Text passage ▸
____________
Assuming it is authentic, it is an interesting piece that represents pre-Christian Slavic mythology.

You can see an outline of the figures here, and you can purchase a 7.5" replica here.

About the deity Triglav: he was represented with three heads (Slavic mythology seemed to like multi-headed figures), which would make you think Christian missionaries explaining the Holy Trinity would have an easier time of it. But that was not the case, as we'll see tomorrow 

13 August 2025

Our Lady of the Pillar

In the early days of Christianity, legend has it that the Apostles dispersed across the known world to spread the words of Jesus. (We mentioned not too long ago how Thomas went to India.) Supposedly, James the Greater went as far as Hispania, the Iberian Peninsula. 

The Apostles experienced difficulties and dangers while preaching, and James was no exception. In 40 CE, while in despair of making progress and praying in Caesaraugusta (later Zaragoza), Mary appeared to him surrounded by a myriad angels, offering moral support.

This was not an appearance of Mary from Heaven. She wasn't dead. She was living in Jerusalem at the time. This was an example of bi-location—the ability to appear in two places at once—a trait sometimes attributed to saints. (The Council of Reims in 1148 called for the arrest of a Breton heretic who was said to be able to bi-locate because of his saintliness. He was arrested, tortured, and killed.)

Note the lack of a pillar in this anecdote. Although Christian tombs in Caesaraugusta from the Roman period do show evidence of devotion to Mary, the epithet is not attached to the name until much later:

The first written mention of the Virgin of Zaragoza comes from a bishop in the middle of the twelfth century, and Zaragoza's co-cathedral's name did not originally include a reference to El Pilar, being called Santa Maria Mayor. In 1296, Pope Boniface VIII conferred an indulgence on pilgrims visiting this shrine but still without mention of Our Lady of the Pillar. One of the legal councils of Zaragoza first wrote about Our Lady under this title in 1299, promising safety and privileges to pilgrims who came to visit the shrine. In 1456, Pope Calixtus III issued a bull encouraging pilgrimage to Our Lady of the Pillar and confirming the name and the miraculous origin. So, despite the lack of early extant texts about the miracle story and the name of this devotion, the enduring tradition delivers the story to us today. [link]

What was the significance of the pillar? The pillar was a votive column, the combination of a pillar with a votive image on it. In the Cathedral Basilica of Our Lady of the Pillar in Zaragoza in Aragon you will find the column with a wooden image of Mary on it (see illustration).
____________
Items stored from a collection:
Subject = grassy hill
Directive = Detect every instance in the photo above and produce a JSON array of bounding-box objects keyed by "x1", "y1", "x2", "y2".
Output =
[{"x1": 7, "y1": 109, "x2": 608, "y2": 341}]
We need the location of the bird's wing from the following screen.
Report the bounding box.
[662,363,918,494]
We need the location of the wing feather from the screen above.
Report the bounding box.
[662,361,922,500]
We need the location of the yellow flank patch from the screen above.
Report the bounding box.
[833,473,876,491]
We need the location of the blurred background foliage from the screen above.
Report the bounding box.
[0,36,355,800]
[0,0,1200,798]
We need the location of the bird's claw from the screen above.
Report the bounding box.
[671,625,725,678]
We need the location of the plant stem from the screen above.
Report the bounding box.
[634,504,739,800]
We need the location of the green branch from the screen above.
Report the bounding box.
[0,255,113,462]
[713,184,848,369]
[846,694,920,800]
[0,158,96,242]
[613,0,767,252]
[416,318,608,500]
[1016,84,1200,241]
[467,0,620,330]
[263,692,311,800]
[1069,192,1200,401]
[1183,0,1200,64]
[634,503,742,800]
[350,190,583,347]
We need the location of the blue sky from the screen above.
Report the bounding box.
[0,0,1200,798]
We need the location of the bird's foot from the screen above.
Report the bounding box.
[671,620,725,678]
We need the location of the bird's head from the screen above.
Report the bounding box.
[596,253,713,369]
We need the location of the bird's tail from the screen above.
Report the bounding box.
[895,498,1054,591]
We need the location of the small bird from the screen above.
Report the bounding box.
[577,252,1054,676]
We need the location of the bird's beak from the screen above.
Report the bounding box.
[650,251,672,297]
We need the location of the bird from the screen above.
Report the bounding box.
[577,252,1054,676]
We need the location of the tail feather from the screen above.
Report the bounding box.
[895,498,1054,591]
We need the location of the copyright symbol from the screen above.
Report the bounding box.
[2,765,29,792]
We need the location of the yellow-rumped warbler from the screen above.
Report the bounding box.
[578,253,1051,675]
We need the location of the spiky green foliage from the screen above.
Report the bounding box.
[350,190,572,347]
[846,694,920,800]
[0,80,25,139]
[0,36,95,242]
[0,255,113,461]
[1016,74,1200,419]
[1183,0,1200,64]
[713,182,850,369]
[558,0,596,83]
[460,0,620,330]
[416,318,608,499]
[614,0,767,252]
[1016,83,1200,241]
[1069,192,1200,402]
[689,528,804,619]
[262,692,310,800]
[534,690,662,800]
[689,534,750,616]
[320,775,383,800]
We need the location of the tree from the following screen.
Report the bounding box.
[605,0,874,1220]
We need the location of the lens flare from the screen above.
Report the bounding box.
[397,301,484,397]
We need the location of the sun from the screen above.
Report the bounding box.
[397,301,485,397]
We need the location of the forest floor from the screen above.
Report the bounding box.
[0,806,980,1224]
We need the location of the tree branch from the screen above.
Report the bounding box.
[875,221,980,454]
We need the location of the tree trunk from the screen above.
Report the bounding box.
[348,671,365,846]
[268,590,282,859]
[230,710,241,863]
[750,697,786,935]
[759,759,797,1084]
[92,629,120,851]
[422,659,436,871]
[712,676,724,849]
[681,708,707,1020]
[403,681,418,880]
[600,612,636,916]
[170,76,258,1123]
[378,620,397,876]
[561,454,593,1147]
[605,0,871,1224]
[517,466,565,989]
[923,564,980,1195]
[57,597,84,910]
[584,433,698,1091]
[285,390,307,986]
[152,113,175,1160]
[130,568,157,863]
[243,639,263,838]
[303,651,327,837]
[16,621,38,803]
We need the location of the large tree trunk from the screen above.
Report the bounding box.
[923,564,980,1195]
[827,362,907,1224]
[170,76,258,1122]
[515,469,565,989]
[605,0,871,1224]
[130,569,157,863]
____________
Carry the passage on Triglav and Our Lady of the Pillar forward from the point where it stops. These items were drawn from a separate source.

Columns to commemorate an event of a person were not uncommon. Consider the Frankish irminsul, or the Native American totem pole, likewise with spiritual significance. A drought in 1848 in Galicia uncovered, at the bottom. of a lake, a 9th-century column that startled historians. Tomorrow I'll tell you about the Zbruch Idol.

12 August 2025

Blanche and John

After King Ferdinand I of Aragon annexed Sicily and dismissed Blanche as its regent, she returned to Navarre, where Ferdinand arranged her marriage to his son, John (called "the Great" and "the Faithless"), who was 11 years her junior.

Through Blanche's position as her father's heir, she and John became queen and king of Navarre upon the death of Carlos III on 8 September 1425, although their coronations did not take place until 15 May 1429.

Blanche devoted herself to religious causes. She supported several charities and founded hermitages. She supported the hermitage of Santa Brígida near Olite, the royal seat of her father.

In 1433, she made a pilgrimage to Santa María del Pilar (Cathedral Basilica of Our Lady of the Pillar) in Zaragoza, in Aragon. With her went her eldest son by John, Charles of Viana (1421 - 1461), and John's royal chamberlain, Juan Vélaz de Medrano IV, who had been Carlos III's chamberlain.

During the pilgrimage, she established a chivalric brotherhood consisting of her son Charles, 15 men and nine women. They were all committed to regular fasting, almsgiving, prayer, and vigil observances of important holy days. They wore blue sashes (symbolic of the Virgin Mary) embroidered with a gold pillar and the motto  A ti me arrimo ("I lean on you").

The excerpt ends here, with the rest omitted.